* SUPPLIED PASSAGE
--------------------------------------------------

In a judgment which was just issued, the Administrative Court of Sigmaringen examined the question as to whether employees may be requested to share their Outlook work calendar with other employees (e.g. supervisors).
The case adjudicated by the Administrative Court began in a university hotel when a supervisor asked an employee to share his Outlook work calendar. Unless the calendar was shared by the employee, the supervisor could only see that appointments had been “booked,” but could not see the content of those appointments. The Staff Council (i.e. the representative body for hospital employees, the public-sector equivalent of the Works Council in the private sector) ultimately intervened in this process and expressed the view that this request for access is subject to co-determination in terms of § 75(4) of the Employee Representation Act of the State of Baden-Württemberg. As grounds for its position, the Staff Council pointed out that it has the authority to supervise the disclosure of specific content of employees’ calendars. Hospital management, on the other hand, took the view that the calendar can only be used to facilitate appointments and that the relevant software, Microsoft Outlook, has long been used without any objections from the Staff Council, so that hospital management had a legitimate expectation with respect to co-determination by the Staff Council.
The Administrative Court of Sigmaringen ruled that co-determination by the Staff Council is required in this case and found, in line with the case law of the Federal Labor Court, that co-determination is required whenever a measure can objectively be used to monitor employees, as is the case here. Interestingly, it also found that a clearance certificate from the company’s data protection officer (which existed in this case) cannot replace approval by the Staff Council, and that these two requirements are cumulative. In other words, if a company wants an employee to share his or her Outlook calendar with other people in the company, it will require both a determination by the company’s data protection officer (if applicable) that the measure conforms to data protection law and co-determination by the Staff Council (if applicable).

--------------------------------------------------

* INFORMATION GIVEN
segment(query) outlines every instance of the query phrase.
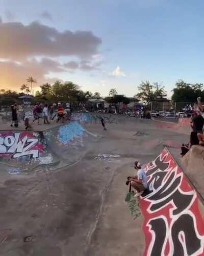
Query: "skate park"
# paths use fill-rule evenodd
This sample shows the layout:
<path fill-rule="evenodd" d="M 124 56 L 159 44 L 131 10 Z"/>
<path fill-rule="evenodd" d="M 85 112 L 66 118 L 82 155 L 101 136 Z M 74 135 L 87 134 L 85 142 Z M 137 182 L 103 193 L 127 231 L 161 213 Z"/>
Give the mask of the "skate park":
<path fill-rule="evenodd" d="M 1 131 L 1 255 L 203 255 L 203 152 L 180 157 L 188 124 L 75 113 Z M 150 190 L 139 199 L 125 184 L 136 160 Z"/>

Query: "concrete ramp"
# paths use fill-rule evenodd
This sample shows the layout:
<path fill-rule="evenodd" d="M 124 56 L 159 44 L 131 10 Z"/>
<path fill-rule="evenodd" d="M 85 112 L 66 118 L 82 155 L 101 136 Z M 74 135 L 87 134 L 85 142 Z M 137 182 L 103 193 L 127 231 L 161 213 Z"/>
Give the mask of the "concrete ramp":
<path fill-rule="evenodd" d="M 192 146 L 181 161 L 184 172 L 204 199 L 204 147 Z"/>
<path fill-rule="evenodd" d="M 45 131 L 1 131 L 0 164 L 10 175 L 61 167 L 81 159 L 96 137 L 75 121 Z"/>
<path fill-rule="evenodd" d="M 201 152 L 193 147 L 189 167 L 203 166 Z M 198 158 L 193 158 L 198 154 L 196 163 Z M 150 193 L 140 200 L 144 217 L 144 255 L 204 255 L 203 205 L 168 151 L 164 149 L 146 165 L 146 174 Z"/>

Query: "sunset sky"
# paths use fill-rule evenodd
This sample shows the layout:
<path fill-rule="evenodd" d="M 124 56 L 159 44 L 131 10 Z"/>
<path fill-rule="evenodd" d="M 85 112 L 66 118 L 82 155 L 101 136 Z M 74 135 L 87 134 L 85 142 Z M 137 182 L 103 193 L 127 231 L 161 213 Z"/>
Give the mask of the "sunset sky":
<path fill-rule="evenodd" d="M 201 0 L 0 0 L 0 89 L 57 79 L 133 96 L 204 82 Z"/>

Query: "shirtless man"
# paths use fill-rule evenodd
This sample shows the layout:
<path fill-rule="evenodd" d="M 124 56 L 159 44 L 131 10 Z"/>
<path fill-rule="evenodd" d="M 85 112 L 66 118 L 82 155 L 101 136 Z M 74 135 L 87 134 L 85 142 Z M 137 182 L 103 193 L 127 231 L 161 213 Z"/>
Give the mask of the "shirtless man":
<path fill-rule="evenodd" d="M 142 169 L 140 163 L 136 161 L 135 163 L 135 169 L 138 170 L 137 176 L 131 177 L 131 185 L 137 190 L 134 197 L 139 197 L 144 190 L 147 188 L 147 176 L 143 169 Z"/>

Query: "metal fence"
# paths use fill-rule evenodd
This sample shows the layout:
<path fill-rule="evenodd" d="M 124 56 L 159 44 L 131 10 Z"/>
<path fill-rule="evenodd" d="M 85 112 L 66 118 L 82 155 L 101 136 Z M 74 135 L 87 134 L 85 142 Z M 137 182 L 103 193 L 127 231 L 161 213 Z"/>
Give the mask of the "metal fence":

--------------------------------------------------

* CHECK YOUR UNDERSTANDING
1) According to the summary of the Outlook calendar ruling, can a clearance certificate from the company's data protection officer replace approval by the Staff Council?
2) Repeat the part of the Outlook calendar ruling summary from "The Administrative Court of Sigmaringen ruled" up to and including "Council (if applicable).".
3) Carry on the summary of the Outlook calendar ruling after its last sentence.
Nothing in the data is needed here.

* RESPONSES PER TASK
1) No. The court found that the two requirements are cumulative.

2)
The Administrative Court of Sigmaringen ruled that co-determination by the Staff Council is required in this case and found, in line with the case law of the Federal Labor Court, that co-determination is required whenever a measure can objectively be used to monitor employees, as is the case here. Interestingly, it also found that a clearance certificate from the company’s data protection officer (which existed in this case) cannot replace approval by the Staff Council, and that these two requirements are cumulative. In other words, if a company wants an employee to share his or her Outlook calendar with other people in the company, it will require both a determination by the company’s data protection officer (if applicable) that the measure conforms to data protection law and co-determination by the Staff Council (if applicable).

3)
In terms of data protection law, the Administrative Court of Sigmaringen points out that the risk that the employee’s privacy will be invaded “through the technical collection of data regarding conduct and performance” (by sharing the employee’s Outlook calendar and the appointments listed in the calendar with other employees) must be balanced against the supervisor’s interest in sharing the calendar. The ruling does not contain a specific description of the supervisor’s interest. The court notes the possibility that collection of this data (by sharing the Outlook calendar) may be permissible even without additional precautions.
In other words, sharing an employee’s Outlook calendar may typically be permissible in accordance with § 26(1) Sentence 1 of the Federal Data Protection Act or Article 6(1) Sentence 1(f) of the GDPR, in view of the balancing of interests required by the Administrative Court. The decisive question in this regard is whether conduct of the employment relationship requires sharing of the employee’s Outlook calendar or not. But in light of assessments by supervisory authorities on this topic and the principle of integrity and confidentiality pursuant to Article 5(1)(f) of the GDPR, it should be ensured that the calendar is only shared with employees who (absolutely) need this information (need-to-know principle). Another relevant factor, of course, is whether employees (are allowed to) use the calendar for private appointments as well. After all, access to such private information is likely not necessary for conduct of the employment relationship.
This ruling ultimately conforms to a ruling by the District Labor Court of Nuremberg for the non-public sector, finding that the Works Council has a right of co-determination with regard to the sharing of Outlook calendars (District Labor Court of Nuremberg, Judgment of 21 February 2017, Case No. 7 Sa 441/16).